● What you will do
An identical copy of the data below is needed.
_ _ _ _ _
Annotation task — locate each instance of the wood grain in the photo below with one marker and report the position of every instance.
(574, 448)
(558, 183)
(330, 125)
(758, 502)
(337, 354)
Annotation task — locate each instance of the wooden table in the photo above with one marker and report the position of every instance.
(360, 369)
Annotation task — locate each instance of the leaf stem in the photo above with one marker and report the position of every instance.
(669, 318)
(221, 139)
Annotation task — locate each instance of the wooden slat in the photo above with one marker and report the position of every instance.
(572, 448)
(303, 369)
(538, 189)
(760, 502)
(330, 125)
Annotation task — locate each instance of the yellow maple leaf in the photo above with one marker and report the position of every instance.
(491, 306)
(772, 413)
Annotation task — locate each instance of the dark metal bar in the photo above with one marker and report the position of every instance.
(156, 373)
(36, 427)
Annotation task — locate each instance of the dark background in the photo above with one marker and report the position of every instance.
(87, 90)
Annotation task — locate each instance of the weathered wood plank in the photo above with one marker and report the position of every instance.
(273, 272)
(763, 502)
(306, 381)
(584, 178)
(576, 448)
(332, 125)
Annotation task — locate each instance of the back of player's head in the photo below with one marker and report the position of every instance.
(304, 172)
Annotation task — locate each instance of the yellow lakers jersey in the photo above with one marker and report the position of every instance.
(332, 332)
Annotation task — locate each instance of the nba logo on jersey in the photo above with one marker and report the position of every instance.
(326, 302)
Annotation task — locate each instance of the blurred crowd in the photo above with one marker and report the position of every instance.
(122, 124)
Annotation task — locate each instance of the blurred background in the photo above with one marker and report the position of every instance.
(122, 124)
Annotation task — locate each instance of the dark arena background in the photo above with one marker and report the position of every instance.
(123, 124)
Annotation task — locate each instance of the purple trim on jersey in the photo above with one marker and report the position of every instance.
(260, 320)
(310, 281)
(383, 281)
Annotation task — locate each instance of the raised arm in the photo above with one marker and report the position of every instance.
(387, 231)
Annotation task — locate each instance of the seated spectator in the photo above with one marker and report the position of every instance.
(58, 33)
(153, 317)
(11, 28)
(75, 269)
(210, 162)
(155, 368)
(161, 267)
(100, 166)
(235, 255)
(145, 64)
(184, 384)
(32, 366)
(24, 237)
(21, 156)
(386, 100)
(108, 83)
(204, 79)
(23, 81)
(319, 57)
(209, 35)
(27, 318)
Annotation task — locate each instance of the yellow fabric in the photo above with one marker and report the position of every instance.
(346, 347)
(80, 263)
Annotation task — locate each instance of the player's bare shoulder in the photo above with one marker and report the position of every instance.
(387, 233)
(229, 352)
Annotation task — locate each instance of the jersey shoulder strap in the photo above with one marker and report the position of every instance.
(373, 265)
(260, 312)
_ _ _ _ _
● Result for this exercise
Annotation task — locate each instance of the wood grain in the photo below with one marker and report the position of every instance.
(574, 448)
(558, 183)
(330, 125)
(758, 502)
(337, 354)
Annotation task — locate each instance of the wooden table in the photo above with one marker and report the position of every instance.
(360, 369)
Annotation task — locate each instance of the leaf stem in the photo above with one marker and report the position of every instance.
(669, 318)
(221, 139)
Annotation task — locate each instance of the wooden slat in the photo above with one marker and report the position of every instance.
(572, 448)
(303, 369)
(538, 189)
(760, 502)
(330, 125)
Annotation task — locate each instance of the yellow maple leaf in the photo above with one marker and report the position of every instance.
(491, 306)
(772, 413)
Annotation task — locate each instance of the dark metal bar in the photo above with one marker and report the position of every instance.
(156, 373)
(36, 427)
Annotation task — locate each instance of the dark background in the photo above with one marker and report the position of every instance.
(87, 90)
Annotation task — locate each instance of the weathered wood plank in the photo above with one marker and report the position of every instance.
(273, 272)
(763, 502)
(306, 381)
(584, 178)
(576, 448)
(332, 125)
Annotation task — locate each instance of the back of player's head in the photo below with one marker and report the position of every instance.
(304, 172)
Annotation task — locate each instance of the yellow lakers jersey in the photo above with one marker and report the position of every instance.
(332, 332)
Annotation task — locate each instance of the nba logo on jersey in the photo above with one marker and report the position of every instance.
(326, 302)
Annotation task — locate each instance of the blurred crowd in the photo above with one marker and report the position of every instance.
(122, 124)
Annotation task — locate each instance of the blurred background in the photo above with one marker and report the position of every instance.
(122, 124)
Annotation task — locate each instance of the dark arena background in the photo above with one marker and report the position of every instance.
(123, 124)
Annotation task — locate each instance of the purple trim on jersey in the photo above with one marker and report the position of every instance.
(260, 320)
(310, 281)
(383, 281)
Annotation task — locate each instance of the raised arm in the photo above with one marker and report the position of every instance.
(387, 231)
Annotation task — locate each instance of the seated spectator in the photo above with one marker and report the position of every instance.
(58, 33)
(153, 317)
(11, 28)
(75, 269)
(210, 162)
(155, 368)
(161, 267)
(100, 166)
(235, 255)
(145, 64)
(184, 384)
(32, 366)
(24, 237)
(21, 156)
(386, 100)
(108, 83)
(204, 79)
(23, 81)
(319, 57)
(209, 35)
(27, 318)
Annotation task — locate each instance of the yellow fabric in the photo above with one marker and report the position of every instance.
(346, 347)
(80, 263)
Annotation task — locate each instance of the player's bare shoulder in the photo above with one marker and report the position of every instance.
(387, 233)
(229, 352)
Annotation task — locate each instance of the jersey shoulder strap in the photo above with one marker and report the position of every instance.
(373, 265)
(260, 312)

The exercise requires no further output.